Text block:

For a good explanation and the derivation of the formulas that lead you to the 2% approximation, look at the section "Lateral Bracing Design" in Salmon and Johnson's STEEL STRUCTURES text book.  It is section 9.13 in my old third edition.

Thomas Hunt, S.E.
ABS Consulting

Clifford Schwinger <clifford234(--nospam--at)yahoo.com>

09/24/2003 07:51 AM

 To seaint(--nospam--at)seaint.org cc Subject Question about brace design forces for columns

Could someone please explain to me where the
rule-of-thumb that column braces be designed for 2% of
the column vertical load comes from? (I think in Great
Britain there is a code requirement to use a value of
2.5%)

Information shown:
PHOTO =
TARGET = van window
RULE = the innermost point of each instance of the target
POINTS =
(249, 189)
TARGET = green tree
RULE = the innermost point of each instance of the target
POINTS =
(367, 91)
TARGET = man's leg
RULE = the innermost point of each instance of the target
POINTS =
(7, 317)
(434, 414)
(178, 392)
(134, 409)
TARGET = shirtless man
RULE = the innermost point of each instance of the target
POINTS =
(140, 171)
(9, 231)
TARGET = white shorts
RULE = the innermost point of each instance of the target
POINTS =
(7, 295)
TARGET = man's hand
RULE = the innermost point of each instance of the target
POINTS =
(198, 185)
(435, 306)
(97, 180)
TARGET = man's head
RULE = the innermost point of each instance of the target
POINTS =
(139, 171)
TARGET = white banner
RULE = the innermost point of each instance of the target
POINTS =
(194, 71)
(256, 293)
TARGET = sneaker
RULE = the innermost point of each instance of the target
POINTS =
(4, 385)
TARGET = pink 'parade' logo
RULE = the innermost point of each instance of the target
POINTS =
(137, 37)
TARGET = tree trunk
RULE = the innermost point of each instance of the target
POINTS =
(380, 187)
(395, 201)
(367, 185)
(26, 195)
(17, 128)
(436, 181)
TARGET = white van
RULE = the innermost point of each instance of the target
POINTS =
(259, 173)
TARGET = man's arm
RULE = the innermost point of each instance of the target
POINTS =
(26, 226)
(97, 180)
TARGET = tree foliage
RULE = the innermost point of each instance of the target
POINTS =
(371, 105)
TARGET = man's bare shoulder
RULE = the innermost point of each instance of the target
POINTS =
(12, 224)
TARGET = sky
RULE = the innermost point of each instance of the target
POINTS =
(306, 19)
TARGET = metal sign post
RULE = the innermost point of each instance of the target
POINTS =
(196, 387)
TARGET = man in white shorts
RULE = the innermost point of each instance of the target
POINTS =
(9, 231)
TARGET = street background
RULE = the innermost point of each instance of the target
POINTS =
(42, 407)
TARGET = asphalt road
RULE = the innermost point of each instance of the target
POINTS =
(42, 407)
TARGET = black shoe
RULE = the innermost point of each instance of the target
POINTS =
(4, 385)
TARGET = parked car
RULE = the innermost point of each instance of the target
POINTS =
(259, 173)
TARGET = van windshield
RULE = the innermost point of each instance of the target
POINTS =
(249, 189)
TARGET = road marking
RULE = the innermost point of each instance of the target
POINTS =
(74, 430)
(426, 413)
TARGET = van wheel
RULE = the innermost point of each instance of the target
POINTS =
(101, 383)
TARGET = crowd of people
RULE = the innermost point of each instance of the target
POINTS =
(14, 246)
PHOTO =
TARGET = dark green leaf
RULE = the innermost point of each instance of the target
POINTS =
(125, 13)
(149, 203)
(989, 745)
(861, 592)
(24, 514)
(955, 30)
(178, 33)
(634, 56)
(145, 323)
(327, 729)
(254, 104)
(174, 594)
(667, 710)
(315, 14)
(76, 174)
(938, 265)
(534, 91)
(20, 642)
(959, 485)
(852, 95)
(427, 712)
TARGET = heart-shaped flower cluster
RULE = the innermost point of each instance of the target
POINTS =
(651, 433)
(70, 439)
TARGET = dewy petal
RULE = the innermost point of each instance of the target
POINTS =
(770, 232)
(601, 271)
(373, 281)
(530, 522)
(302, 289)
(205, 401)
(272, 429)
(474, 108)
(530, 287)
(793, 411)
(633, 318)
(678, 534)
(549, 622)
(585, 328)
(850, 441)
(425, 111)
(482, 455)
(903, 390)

Exercise 1: In the email exchange on column brace design forces, what section number does "Lateral Bracing Design" have in the writer's old third edition of the textbook?
Exercise 2: Transcribe the part of the email exchange on column brace design forces that opens with the words containing "For a good explanation" and closes with "old third edition.".
Exercise 3: Pick up the email exchange on column brace design forces after its last sentence and continue it.
The lines have no part in this.

Task answer 1: It is section 9.13.

Task answer 2:
For a good explanation and the derivation of the formulas that lead you to the 2% approximation, look at the section "Lateral Bracing Design" in Salmon and Johnson's STEEL STRUCTURES text book.  It is section 9.13 in my old third edition.

Task answer 3:
If 1:500 out-of-plumbness is allowed, then a brace
that's restraining the top of one column and the
bottom of another column (which are each kinked 1:500
out of plumb in a “V” shape) will have a theoretical
brace force of 0.4%.  Assuming that you impose a brace
stiffness requirement that restricts brace deformation
(and additional associated horizontal column movement
at the brace connection) to another 1:1000, you would
still only have a theoretical brace force of 0.6%. Is
the 2% rule of thumb used to provide a safey factor
(of about 3) on the very critical brace member, or to
account for other unanticipated lateral deformations
at or near the brace connection?  Maybe I just
answered my own question, but I’d like to get some
opinions on this issue.

Also, does anyone know why there are no codified brace
force design requirements in U.S. codes and standards?
The European codes all seem to provide specific design
criteria for braces.

Thanks!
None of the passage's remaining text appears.